-- START OF READING PASSAGE --

I want to remind all listeners that FedEx Corporation desires to take advantage of the Safe Harbor provisions of the Private Securities Litigation Reform Act. Certain statements in this conference call may be considered forward-looking statements within the meaning of the Act.

Such forward looking statements are subject to risks, uncertainties and other factors, which could cause actual results to differ materially from those expressed or implied by such forward looking statements. For additional information on these factors, please refer to our press releases and filings with the SEC.

In our earnings release, we include certain non-GAAP financial measures which we may discuss on this call. Please refer to the release available on our website for a further discussion of these measures and a reconciliation to them to the most directly comparable GAAP measures. To the extent we disclose any other non-GAAP financial measures on this call, please refer to the investor relations portion of our website at fedex.com for a reconciliation of such measures to the most directly comparable GAAP measures.

-- END OF READING PASSAGE --
-- START OF PROVIDED RECORDS --

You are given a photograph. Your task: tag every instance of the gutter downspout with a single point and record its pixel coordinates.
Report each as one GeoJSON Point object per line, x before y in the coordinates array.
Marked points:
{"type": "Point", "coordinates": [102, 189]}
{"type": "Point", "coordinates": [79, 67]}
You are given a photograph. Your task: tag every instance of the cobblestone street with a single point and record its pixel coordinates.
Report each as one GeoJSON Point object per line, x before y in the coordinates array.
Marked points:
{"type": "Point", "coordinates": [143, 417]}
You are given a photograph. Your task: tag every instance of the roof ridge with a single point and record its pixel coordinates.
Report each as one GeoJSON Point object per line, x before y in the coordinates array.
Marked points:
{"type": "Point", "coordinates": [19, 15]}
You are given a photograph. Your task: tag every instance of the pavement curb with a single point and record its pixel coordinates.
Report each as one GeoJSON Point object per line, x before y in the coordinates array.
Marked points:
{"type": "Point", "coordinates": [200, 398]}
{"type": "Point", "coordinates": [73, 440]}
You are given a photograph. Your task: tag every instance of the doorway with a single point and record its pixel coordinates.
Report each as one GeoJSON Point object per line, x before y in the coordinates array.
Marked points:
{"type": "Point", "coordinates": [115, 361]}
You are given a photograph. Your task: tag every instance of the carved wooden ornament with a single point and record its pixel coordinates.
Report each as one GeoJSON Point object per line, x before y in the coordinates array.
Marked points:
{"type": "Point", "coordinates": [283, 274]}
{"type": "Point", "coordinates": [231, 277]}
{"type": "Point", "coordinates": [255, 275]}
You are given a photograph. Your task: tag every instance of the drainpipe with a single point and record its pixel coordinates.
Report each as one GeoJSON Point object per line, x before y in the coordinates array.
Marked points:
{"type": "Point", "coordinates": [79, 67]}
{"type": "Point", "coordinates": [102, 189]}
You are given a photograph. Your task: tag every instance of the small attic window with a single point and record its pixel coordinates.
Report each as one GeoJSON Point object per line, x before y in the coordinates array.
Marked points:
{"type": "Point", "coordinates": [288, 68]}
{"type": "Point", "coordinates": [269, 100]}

-- END OF PROVIDED RECORDS --

- [ACTIONS TO TAKE]
A. Write out the part of the FedEx safe harbor statement from "In our earnings" up to and including "measures to the most directly comparable GAAP measures.".
B. Answer these questions using the FedEx safe harbor statement:
(i) FedEx Corporation wants to use the Safe Harbor provisions of which act?
(ii) Where can listeners find more information about the factors that could make actual results differ?
(iii) Where should listeners look for a reconciliation of any other non-GAAP financial measures disclosed on the call?
C. Continue the FedEx safe harbor statement after its final sentence.

- [ANSWERS TO THE EXERCISES]
A.
In our earnings release, we include certain non-GAAP financial measures which we may discuss on this call. Please refer to the release available on our website for a further discussion of these measures and a reconciliation to them to the most directly comparable GAAP measures. To the extent we disclose any other non-GAAP financial measures on this call, please refer to the investor relations portion of our website at fedex.com for a reconciliation of such measures to the most directly comparable GAAP measures.

B.
(i) The Private Securities Litigation Reform Act.
(ii) In FedEx's press releases and filings with the SEC.
(iii) In the investor relations portion of the website at fedex.com.

C.
Joining us on the call today are, Fred Smith, Chairman, President and CEO, Alan Graf, Executive Vice President and CFO, Mike Glenn, President and CEO of FedEx Services, Chris Richards, Executive Vice President, General Counsel and Secretary, Rob Carter, Executive Vice President, FedEx Information Services and CIO, Dave Bronczek, President and CEO of FedEx Express, Henry Maier, President and CEO of FedEx Ground and Bill Logue, President and CEO of FedEx Freight.

And, now our Chairman, Fred Smith, will share his views on the quarter.

Fred Smith

Thank you, Mickey. Good morning and welcome to our discussion of operating and financial results for the fourth quarter of fiscal year '13. As you can see, FedEx made significant progress on several fronts in fiscal 2013, our results improved in the fourth quarter with an operating margin of 9.6% and $1.1 billion in operating income on an adjusted basis. FedEx Ground posted another strong year and e-commerce boosted our volumes.

These positive developments in quarter four however did not fully offset sluggish economic growth and customers' preference for international economy services. However as noted, we are taking actions to better align our global networks with demand. We are confident that our business strategy is correct and we believe we are positioning FedEx for profitable long-term growth.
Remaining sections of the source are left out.